_Brontekst_
* door Aart Lensink.
Leer mij reclame-, media- en andere ondernemers kennen in de zomer. Nee, we gaan unwinden. Telefoon uit. Lekker met het gezin bezig, restaurantjes ontdekken, luieren en ja, héél véél lezen. Maar na een paar dagen begint het mijmeren over de Grote Doorbraak. De Nieuwe Plannen. De Grote Ambities. De wereld moet veroverd worden, en op z’n minst Europa.
Terug in Nederland zakken de ambities al snel weg. Everyday life takes over. Dat is zonde. De zomer is voorbij, de ambities gaan weer voor een jaartje de ijskast in. Of toch niet? Kunnen we ergens in uitblinken?
Ja. Wereldkampioen worden vanuit Nederland, in wat dan ook; het ís wel degelijk mogelijk. In contentproductie en contentmarketing. Daarover straks meer. Eerst nog even kijken waarom het maar niet vlot in reclame- en medialand.
De Nederlandse reclamewereld is al lang verworden tot een club kleindenkers. Liefst samenklittend in veredelde zzp-verbanden, netwerkjes van specialisten die allemaal het liefst een goede work-life-balance vinden (en dus effectief drie dagen per week werken). Van een brede top is al lang geen sprake meer. Laat staan van wereldveroveraars.
Geven we de reclamewereld op? Het heeft er alle schijn van. Grote netwerken kijken nauwelijks meer naar Nederland voor overnames. Amsterdam is een creatieve stad, heus wel, maar je moet heel goed zoeken om in de reclame nog het echte heilige reclamevuur tegen te komen. Met name op ondernemersniveau wil het maar niet lukken. (Uiteraard zijn er uitzonderingen die regel bevestigen. Media Monks verdient bijvoorbeeld alle credits voor de waargemaakte ambities).

_Fragment uit dataset_
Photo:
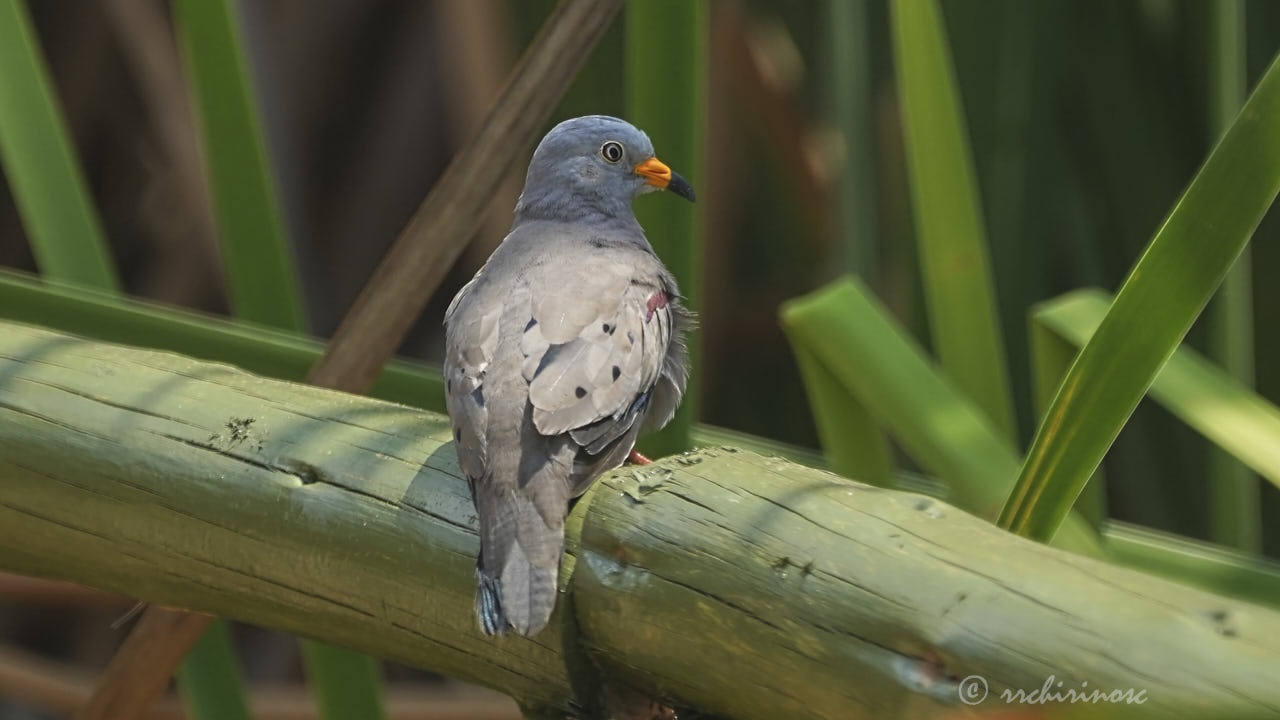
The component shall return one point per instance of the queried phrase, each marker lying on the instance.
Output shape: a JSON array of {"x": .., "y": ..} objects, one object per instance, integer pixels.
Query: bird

_Opdrachten en oefeningen_
1 > Welk bedrijf krijgt in de tekst over de Nederlandse reclamewereld alle credits voor zijn waargemaakte ambities?
2 > Geef bij elk van de volgende uitspraken aan of die overeenkomt met de tekst over de Nederlandse reclamewereld, en citeer de woorden uit die tekst die de doorslag geven.
(a) Grote netwerken kijken nog vaak naar Nederland voor overnames.
(b) Wereldkampioen worden vanuit Nederland is mogelijk in contentproductie en contentmarketing.
(c) Amsterdam wordt een creatieve stad genoemd.
3 > Hervat de tekst over de Nederlandse reclamewereld vanaf het punt waar die ophoudt.

_Antwoorden per opdracht_
1 > Media Monks.

2 >
(a) Nee: "Grote netwerken kijken nauwelijks meer naar Nederland voor overnames."
(b) Ja: "het ís wel degelijk mogelijk. In contentproductie en contentmarketing."
(c) Ja: "Amsterdam is een creatieve stad, heus wel"

3 >
Versnipperd
De reclamewereld is versnipperd, zoals nooit tevoren in de Nederlandse reclamegeschiedenis. Breng de bureau-ondernemers die meer dan tien miljoen bureau-inkomen bij elkaar harken eens samen en je hebt genoeg aan het kleinste zaaltje van Van der Valk.
Voor de uitgeefwereld geldt hetzelfde. De Belgen (Persgroep, Mediahuis) regeren onze krantenbusiness. De televisie is in handen van Duitsers (Bertelsmann) of Finnen (SBS) of de staat (publieke omroep). Grote nieuwe uitgeefsuccessen? Ze zijn er niet. Helaas.
Waar zijn we nog wel heel erg goed in? Nou, in contentproductie. Met name in televisie. In deze mondiale miljardenmarkt staat Nederland al jarenlang in de top vijf. Met dank, uiteraard, aan John de Mol. Maar ook aan Reinout Oerlemans en al die andere tv-ondernemers die niet stopten bij de grensovergang en die er geen ‘Amsterdamse’ 24-urige creatieve werkweek op na hebben gehouden in de afgelopen jaren. Zij creëerden bedrijven die honderden miljoenen omzet boekten. En in het geval van Endemol en Talpa zelfs miljardenbedrijven werden.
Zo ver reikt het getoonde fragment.